- _Page text_:
▼

Defendant, Clara Dickinson, having failed to keep her payments up to date, the plaintiff, Charles A. Lent, on February 15, 1949, filed a complaint for summary proceedings before the circuit court commissioner for possession of the property. On March *259 19, 1949, the circuit court commissioner rendered judgment of restitution and determined the full balance due of principal on one land contract of $14,112.86 plus interest of $558.35 and the full balance due on the other contract of principal $3,916.89 plus interest of $155.80. It appears that the husband of defendant had been ill since January, 1949, and died on July 9, 1949, as a result of his illness.
On July 5, 1949, defendant filed affidavits for the purpose of securing delayed appeals. The affidavits alleged that she supposed the judgments before the circuit court commissioner would not exceed the sum of $300 in one case and $900 in the other and would have appealed the cases during the statutory period, but was prevented from appealing because of the severe illness of her husband; and that she relied upon her attorney to perfect appeals if the judgments were not in accordance with her just rights. The affidavits accompanied petitions for delayed appeal. On October 15, 1949, the trial court granted defendant's petitions for delayed appeal.
The cause came on for trial and on May 12, 1950, the trial court determined that there was nothing due on the 43-acre contract which was originally in the amount of $6,000; and that the sum of $1,451.83 was due as of May 6, 1950, on the 40-acre contract which was originally in the amount of $18,000.
Plaintiff appeals and urges that there was an abuse of discretion on the part of the trial court in allowing delayed appeal from the circuit court commissioner's court 105 days after entry of judgment therein because the grounds alleged in the affidavits of Clara Dickinson were not sufficient to justify the lower court in allowing a delayed appeal.
Appeals to the circuit court from a judgment of a circuit court commissioner are regulated by CL 1948, § 678.2a (Stat Ann 1949 Cum Supp § 27.3482 [1]). Appeals after the expiration of 5 days are governed *260 by CL 1948, § 678.8 (Stat Ann § 27.3488), which provides:
"Appeals may be authorized by the circuit court, or by the circuit judge in chambers, after the expiration of 5 days, when the party making the appeal has been prevented from taking the same by circumstances not under his control."
The law in Michigan involving the right to a delayed appeal from a judgment of the circuit court commissioner is well settled.
In Selby v. Brading, 218 Mich. 667, we said:
"In the early case of Draper v. Tooker, 16 Mich. 74, where this statute was under consideration, it was said by Mr. Justice CHRISTIANCY speaking for the Court:
"`It is quite clear that the statute did not intend to give a general discretion to the circuit court to allow appeals in any case after the 5 days, where, in their judgment, it would be equitable, or when the party had made a mistake, or drawn an erroneous inference; but that by the restrictive language used, the intention was to confine that discretion to the class of cases in which the appellant had been prevented from appealing within the 5 days by circumstances beyond his control. The discretion is, therefore, confined to cases falling within this class.'
"This Court has quite consistently followed the rule here announced. Stanton v. Wayne Circuit Judge, 126 Mich. 715; Stock v. Wayne Circuit Judge, 143 Mich. 339; Graham v. Wayne Circuit Judge, 143 Mich. 360; Goldhamer v. Wayne Circuit Judge, 107 Mich. 259; Anderson v. Wartenberg, 196 Mich. 529; Huddleston v. Charles Amos & Co., 180 Mich. 253; Combs v. Saginaw Circuit Judge, 99 Mich. 234; Feldman v. Zimmerman, 208 Mich. 240. * * *
"Vincent v. Bowes, 78 Mich. 315, is cited to us as holding that the granting of such leave is discretionary. That case does so hold. It is the only case so holding which we have been able to find in the time *261 at our disposal. In so holding it is out of line with the other decisions of this Court. But the language there used was not necessary to decision and must be regarded as obiter dictum and not controlling.

▲

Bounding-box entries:
▼

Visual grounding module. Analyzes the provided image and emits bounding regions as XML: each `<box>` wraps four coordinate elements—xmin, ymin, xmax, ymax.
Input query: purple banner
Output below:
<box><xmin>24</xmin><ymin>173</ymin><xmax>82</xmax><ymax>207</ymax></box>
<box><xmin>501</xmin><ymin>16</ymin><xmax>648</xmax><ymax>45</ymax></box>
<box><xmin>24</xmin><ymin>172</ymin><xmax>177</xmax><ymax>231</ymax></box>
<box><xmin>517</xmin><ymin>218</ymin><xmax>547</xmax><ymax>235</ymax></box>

▲

- _Directive_: Write the next part of the court opinion on the delayed appeal, starting right after its final sentence.

- _Task output_:
"This statute has been recognized as affording relief to those parties who have been prevented from taking an appeal seasonably by circumstances not under their control. Thus serious illness of a member of a party's family furnishes grounds for bringing the statute in use (Braastad v. Alexander H. Dey Iron Mining Co., 54 Mich. 258); likewise reliance upon one's attorney (Capwell v. Baxter, 58 Mich. 571); reliance upon a codefendant to perfect the appeal (Potter v. Lapeer Circuit Judge, 119 Mich. 522); want of notice and absence from the State (Jackson v. Jackson, 135 Mich. 549)."
In Kowalsky v. Wayne Circuit Judge, 221 Mich. 457, we said:
"An appeal may be allowed upon a showing that one has been prevented from taking the same by circumstances not under his control. CL 1915, § 14408.[*] Severe sickness preventing an appeal has been recognized as a reason for allowing a belated appeal. Bearse v. Aldrich, 40 Mich. 529; also severe sickness of a member of the family demanding constant attendance. Braastad v. Alexander H. Dey Iron Mining Co., 54 Mich. 258."
In Capwell v. Baxter, 58 Mich. 571, we held that reliance upon an attorney who neglects to take an appeal is a circumstance beyond the control of the client within the meaning of the statute. See, also, Meyers v. Wilson, 319 Mich. 80.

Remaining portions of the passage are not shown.